▸ The input:
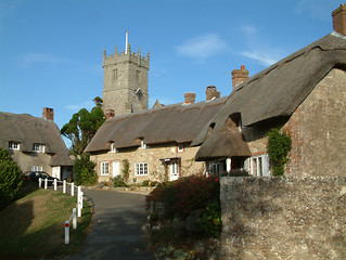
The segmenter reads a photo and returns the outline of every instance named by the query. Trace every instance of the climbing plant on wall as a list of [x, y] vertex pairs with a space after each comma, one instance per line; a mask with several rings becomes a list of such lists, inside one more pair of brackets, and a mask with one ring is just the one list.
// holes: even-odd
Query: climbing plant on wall
[[291, 136], [277, 128], [268, 132], [267, 151], [273, 176], [283, 176], [289, 162], [289, 152], [292, 150]]

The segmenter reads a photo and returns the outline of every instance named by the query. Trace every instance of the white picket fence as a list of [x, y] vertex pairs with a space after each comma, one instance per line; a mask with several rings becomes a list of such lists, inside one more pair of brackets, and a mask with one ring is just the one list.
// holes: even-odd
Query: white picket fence
[[42, 187], [42, 182], [44, 185], [44, 188], [48, 188], [48, 183], [49, 182], [53, 182], [53, 188], [54, 191], [57, 190], [57, 183], [63, 183], [63, 193], [66, 193], [67, 191], [67, 186], [69, 185], [71, 188], [71, 196], [75, 196], [75, 187], [77, 187], [77, 205], [76, 207], [73, 209], [72, 214], [69, 217], [68, 220], [65, 221], [65, 245], [69, 244], [69, 223], [71, 221], [73, 221], [73, 227], [74, 230], [77, 229], [77, 217], [81, 217], [81, 210], [82, 210], [82, 196], [84, 193], [81, 191], [80, 186], [75, 185], [73, 182], [68, 183], [65, 180], [64, 181], [57, 181], [56, 179], [54, 179], [54, 181], [50, 181], [48, 179], [42, 180], [41, 178], [38, 179], [38, 186]]

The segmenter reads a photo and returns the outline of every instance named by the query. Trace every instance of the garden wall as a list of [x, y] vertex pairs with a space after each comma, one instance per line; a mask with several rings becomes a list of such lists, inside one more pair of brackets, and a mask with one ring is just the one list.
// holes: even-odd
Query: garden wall
[[346, 259], [346, 177], [221, 178], [220, 259]]

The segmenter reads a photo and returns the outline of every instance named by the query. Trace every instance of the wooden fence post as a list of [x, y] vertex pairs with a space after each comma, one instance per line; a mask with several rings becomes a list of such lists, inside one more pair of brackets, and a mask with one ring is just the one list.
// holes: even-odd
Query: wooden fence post
[[66, 180], [63, 181], [63, 193], [66, 193]]

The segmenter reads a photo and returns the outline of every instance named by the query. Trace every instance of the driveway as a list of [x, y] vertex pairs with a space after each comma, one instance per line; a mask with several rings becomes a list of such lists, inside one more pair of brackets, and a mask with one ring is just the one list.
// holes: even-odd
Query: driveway
[[85, 195], [94, 207], [91, 232], [84, 249], [64, 259], [154, 259], [142, 230], [145, 195], [94, 190], [85, 191]]

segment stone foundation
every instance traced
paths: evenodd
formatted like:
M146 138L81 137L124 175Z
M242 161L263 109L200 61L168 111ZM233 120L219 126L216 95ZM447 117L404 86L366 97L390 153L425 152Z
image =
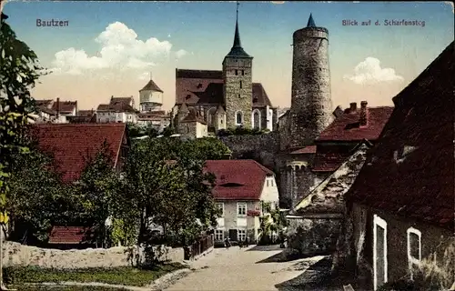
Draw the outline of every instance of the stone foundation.
M288 247L299 256L332 254L339 234L339 219L288 219Z

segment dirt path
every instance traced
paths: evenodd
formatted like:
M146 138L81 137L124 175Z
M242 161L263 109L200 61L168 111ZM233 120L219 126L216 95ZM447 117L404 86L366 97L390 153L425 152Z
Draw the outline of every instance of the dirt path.
M193 262L197 270L166 290L290 290L276 285L293 279L323 256L291 262L274 261L282 249L276 246L228 250L216 248L213 254ZM268 259L266 262L261 262Z

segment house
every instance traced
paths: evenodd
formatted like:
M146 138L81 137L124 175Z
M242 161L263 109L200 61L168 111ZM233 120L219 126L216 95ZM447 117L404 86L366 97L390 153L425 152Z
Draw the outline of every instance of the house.
M137 114L135 108L123 101L115 101L111 97L109 104L100 104L96 108L97 123L136 123Z
M287 171L283 176L288 189L284 193L292 209L318 185L336 171L355 152L355 148L368 140L378 140L393 107L369 107L367 101L351 103L349 108L334 110L335 119L308 145L288 154ZM281 119L288 118L287 115ZM290 138L290 136L288 136Z
M195 110L188 110L184 103L179 114L187 113L177 124L177 132L187 138L201 138L208 136L208 127L204 117Z
M216 176L213 195L222 215L217 218L215 240L222 243L259 239L263 203L278 203L275 175L254 160L208 160L205 170Z
M288 212L288 247L299 256L335 251L345 214L344 195L354 183L371 146L367 140L358 145L348 160Z
M129 143L125 124L37 124L31 135L39 149L52 155L64 182L76 181L86 158L94 157L105 141L120 173Z
M70 124L88 124L96 123L96 113L95 110L79 110L77 115L66 116Z
M455 281L455 252L447 256L455 246L453 45L393 98L395 110L346 195L347 243L338 261L357 264L374 290L429 265L445 272L438 289Z

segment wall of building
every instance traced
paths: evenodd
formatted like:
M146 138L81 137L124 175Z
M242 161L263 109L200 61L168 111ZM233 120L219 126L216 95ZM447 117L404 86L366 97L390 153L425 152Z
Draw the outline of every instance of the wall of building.
M247 229L248 237L257 240L260 226L259 217L257 216L238 216L238 203L247 203L247 212L248 210L260 210L259 201L230 201L217 200L217 203L223 203L223 216L218 218L217 229L224 229L225 236L229 236L229 229Z
M455 236L452 232L430 226L420 221L406 217L397 216L384 211L378 211L369 207L354 204L349 211L352 226L352 237L349 244L354 246L352 254L360 254L356 261L360 262L359 269L367 269L369 272L362 274L368 281L373 278L373 216L377 215L387 223L387 259L388 281L393 282L401 279L410 273L408 260L407 230L410 227L421 232L421 258L433 260L434 254L436 264L443 269L447 265L447 252L450 243L453 245ZM363 239L363 237L365 237ZM453 246L452 246L453 247ZM446 254L445 254L446 253ZM455 259L455 250L451 251ZM446 255L446 256L445 256ZM455 268L451 268L455 270ZM450 274L449 274L450 275Z
M161 260L181 262L184 259L183 248L166 248L167 254L160 256ZM111 267L131 266L126 247L107 249L58 250L23 246L14 242L5 242L3 252L4 266L36 266L56 268ZM144 257L141 249L134 253Z
M340 219L288 219L288 248L299 256L331 255L336 250Z

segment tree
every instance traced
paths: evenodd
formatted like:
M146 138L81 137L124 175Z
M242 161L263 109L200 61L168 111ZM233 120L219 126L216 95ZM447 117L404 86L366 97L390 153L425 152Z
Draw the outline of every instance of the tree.
M44 242L54 224L65 224L72 207L72 191L64 187L53 159L34 146L27 155L15 154L9 185L7 212L12 221L25 229L15 235L27 237L28 242ZM17 238L17 237L16 237Z
M0 212L8 203L7 178L16 153L25 153L25 128L35 112L30 89L45 75L34 51L0 20Z

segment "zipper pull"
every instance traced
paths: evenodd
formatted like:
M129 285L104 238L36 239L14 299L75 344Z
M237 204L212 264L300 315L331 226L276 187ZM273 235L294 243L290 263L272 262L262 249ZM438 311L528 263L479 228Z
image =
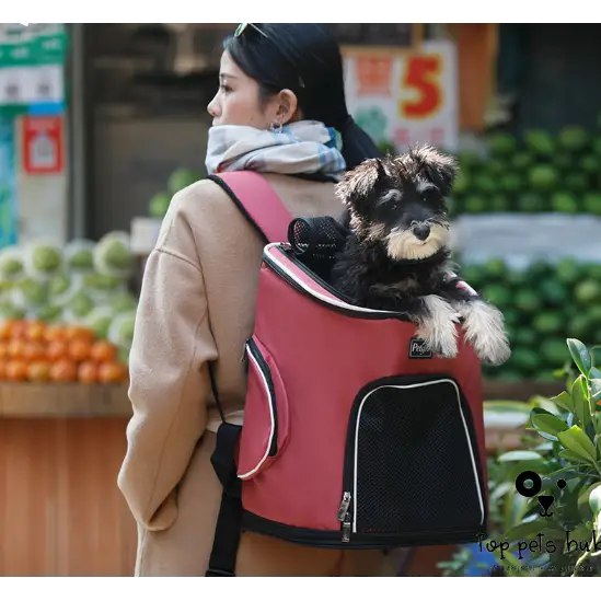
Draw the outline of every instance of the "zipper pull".
M345 521L343 523L343 543L350 542L350 515L345 516Z
M340 502L340 508L338 509L338 521L344 522L346 515L348 512L348 507L350 506L350 493L345 493L343 495L343 501Z

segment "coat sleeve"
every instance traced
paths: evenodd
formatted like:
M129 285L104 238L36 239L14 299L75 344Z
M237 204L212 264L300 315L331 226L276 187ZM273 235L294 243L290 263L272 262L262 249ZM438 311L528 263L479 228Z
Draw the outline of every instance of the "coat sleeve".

▸ Objective:
Please replace "segmenter" with "annotator" throughout the records above, leaving everything else unchanged, and give all the records again without the pictures.

▸ Reply to the task:
The annotator reads a photo and returns the outline of every instance named by the query. Trace every instance of the climbing plant on wall as a list of [x, y] vertex pairs with a space after each comma, one instance per line; a mask with several rings becomes a list of such lists, inside one more pair of brackets, and a mask with one ring is just the one list.
// holes: even-odd
Query: climbing plant on wall
[[291, 136], [277, 128], [268, 132], [267, 151], [273, 176], [283, 176], [289, 162], [289, 152], [292, 150]]

The annotator reads a photo and returns the outline of every instance named by the query. Trace every instance of the white picket fence as a list of [x, y] vertex pairs with a space after each comma, one instance per line; a mask with several rings becomes a list of such lists, inside one more pair of brackets, and a mask with one ring is just the one list.
// holes: even-odd
Query: white picket fence
[[42, 187], [42, 182], [44, 185], [44, 188], [48, 188], [48, 183], [49, 182], [53, 182], [53, 188], [54, 191], [57, 190], [57, 183], [63, 183], [63, 193], [66, 193], [67, 191], [67, 186], [69, 185], [71, 188], [71, 196], [75, 196], [75, 187], [77, 187], [77, 205], [76, 207], [73, 209], [72, 214], [69, 217], [68, 220], [65, 221], [65, 245], [69, 244], [69, 223], [71, 221], [73, 221], [73, 227], [74, 230], [77, 229], [77, 217], [81, 217], [81, 210], [82, 210], [82, 196], [84, 193], [81, 191], [80, 186], [75, 185], [73, 182], [68, 183], [65, 180], [64, 181], [57, 181], [56, 179], [54, 179], [54, 181], [50, 181], [48, 179], [42, 180], [41, 178], [38, 179], [38, 186]]

The annotator reads a photo and returns the outline of every instance named by the query. Trace every instance of the garden wall as a list of [x, y] vertex pairs with a space after each comma, one instance per line; a mask with several rings becomes a list of such lists, inside one more pair of brackets, and a mask with one ring is just the one list.
// holes: even-odd
Query: garden wall
[[346, 259], [346, 177], [221, 178], [220, 259]]

The annotator reads a photo and returns the outline of every instance named by the query. Trace every instance of the wooden fence post as a list of [x, y] vertex pairs with a space after each comma, one instance per line; a mask with several rings becomes a list of such lists, inside one more pair of brackets, and a mask with one ring is just the one list.
// holes: even-odd
Query: wooden fence post
[[66, 180], [63, 181], [63, 193], [66, 193]]

The annotator reads a photo and returns the outline of every instance named by the query. Trace every instance of the driveway as a list of [x, y] vertex pairs with a space after each comma, one instance per line; a mask with several rings becomes a list of such lists, inside one more pair of brackets, and a mask with one ring is just the one list.
// holes: even-odd
Query: driveway
[[85, 195], [94, 207], [91, 232], [84, 249], [64, 259], [154, 259], [142, 230], [145, 195], [94, 190], [85, 191]]

segment stone foundation
every instance traced
paths: evenodd
formatted like:
M146 138L81 137L124 175Z
M242 161L263 109L200 61L168 111ZM233 120L219 126L216 95ZM447 117L404 86L366 97L390 153L425 152Z
image =
Draw the outline of every instance of the stone foundation.
M288 247L299 256L332 254L339 234L339 219L288 219Z

segment dirt path
every instance traced
paths: evenodd
formatted like:
M146 138L81 137L124 175Z
M242 161L263 109L200 61L168 111ZM233 120L219 126L216 95ZM447 117L404 86L366 97L390 153L425 152Z
Draw the outline of every instance of the dirt path.
M193 262L197 270L166 290L290 290L276 285L293 279L323 256L291 262L274 261L282 249L276 246L228 250L216 248L213 254ZM268 259L266 262L261 262Z

segment house
every instance traced
paths: evenodd
formatted like:
M146 138L81 137L124 175Z
M242 161L263 109L200 61L168 111ZM233 120L219 126L216 95ZM447 117L404 86L366 97L390 153L425 152Z
Draw the outline of every instance of the house.
M137 114L135 108L123 101L115 101L111 97L109 104L100 104L96 108L97 123L136 123Z
M287 171L283 176L288 189L284 193L292 209L318 185L336 171L355 152L355 148L368 140L378 140L393 107L369 107L367 101L351 103L349 108L334 110L335 119L308 145L288 154ZM281 119L288 118L287 115ZM290 138L290 136L288 136Z
M195 110L188 110L184 103L179 114L187 113L177 124L177 132L187 138L201 138L208 136L208 127L204 117Z
M216 176L213 195L222 215L217 218L215 240L222 243L259 239L263 203L278 203L275 175L254 160L208 160L205 170Z
M288 212L288 247L299 256L335 251L345 214L344 195L354 183L371 146L367 140L358 145L348 160Z
M129 143L125 124L37 124L31 135L39 149L52 155L64 182L76 181L86 158L94 157L105 141L120 173Z
M70 124L88 124L96 123L96 113L95 110L79 110L77 115L66 116Z
M455 281L455 252L447 256L455 246L453 45L393 98L395 110L346 195L347 243L338 261L357 264L374 290L429 265L445 272L438 289Z

segment wall of building
every instance traced
paths: evenodd
formatted like:
M146 138L81 137L124 175Z
M242 161L263 109L200 61L168 111ZM233 120L219 126L216 95ZM447 117L404 86L366 97L390 153L425 152Z
Draw the outline of every instance of the wall of building.
M247 229L248 237L257 240L260 226L259 217L257 216L238 216L238 203L247 203L247 212L248 210L260 210L259 201L230 201L217 200L217 203L223 203L223 216L218 218L217 229L224 229L225 236L229 236L229 229Z
M455 236L452 232L430 226L420 221L406 217L397 216L384 211L378 211L369 207L354 204L349 211L352 226L352 237L349 244L354 246L352 254L360 254L356 261L360 262L359 269L367 269L369 272L362 274L368 281L373 278L373 216L377 215L387 223L387 259L388 281L393 282L401 279L410 273L408 260L407 230L410 227L421 232L421 258L433 260L434 254L436 264L443 269L447 265L447 252L450 243L453 245ZM363 239L363 237L365 237ZM453 246L452 246L453 247ZM446 254L445 254L446 253ZM455 259L455 250L451 251ZM446 255L446 256L445 256ZM455 268L451 268L455 270ZM450 274L449 274L450 275Z
M161 260L181 262L184 259L183 248L166 248L167 254L160 256ZM111 267L131 266L126 247L107 249L58 250L23 246L14 242L5 242L3 252L4 266L36 266L56 268ZM144 257L141 249L134 253Z
M340 219L288 219L288 248L299 256L331 255L336 250Z

segment tree
every instance traced
paths: evenodd
formatted like:
M146 138L81 137L124 175Z
M242 161L263 109L200 61L168 111ZM233 120L219 126L216 95ZM447 117L404 86L366 97L390 153L425 152Z
Draw the outline of every instance of the tree.
M44 242L54 224L65 224L72 207L72 191L64 187L53 159L34 146L27 155L15 154L9 185L7 212L12 221L25 229L15 235L27 237L28 242ZM17 238L17 237L16 237Z
M0 212L8 203L7 178L16 153L25 153L25 128L35 112L30 89L45 75L34 51L0 20Z

segment "zipper pull"
every instance traced
paths: evenodd
formatted like:
M129 285L104 238L36 239L14 299L75 344Z
M237 204L212 264L300 315L331 226L276 187ZM273 235L294 243L290 263L272 262L262 249ZM438 311L528 263L479 228Z
image =
Draw the outline of every instance of the "zipper pull".
M345 521L343 523L343 543L350 542L350 515L345 516Z
M340 502L340 508L338 509L338 521L344 522L346 515L348 512L348 507L350 506L350 493L345 493L343 495L343 501Z

segment "coat sleeve"
every instance traced
paths: evenodd
formatted like:
M129 285L104 238L36 239L14 299L75 344Z
M237 204L212 264L300 315L331 226L276 187ZM273 235L294 243L290 263L272 262L262 249ZM438 311L528 263L479 228Z
Draw the outline of every instance of the "coat sleeve".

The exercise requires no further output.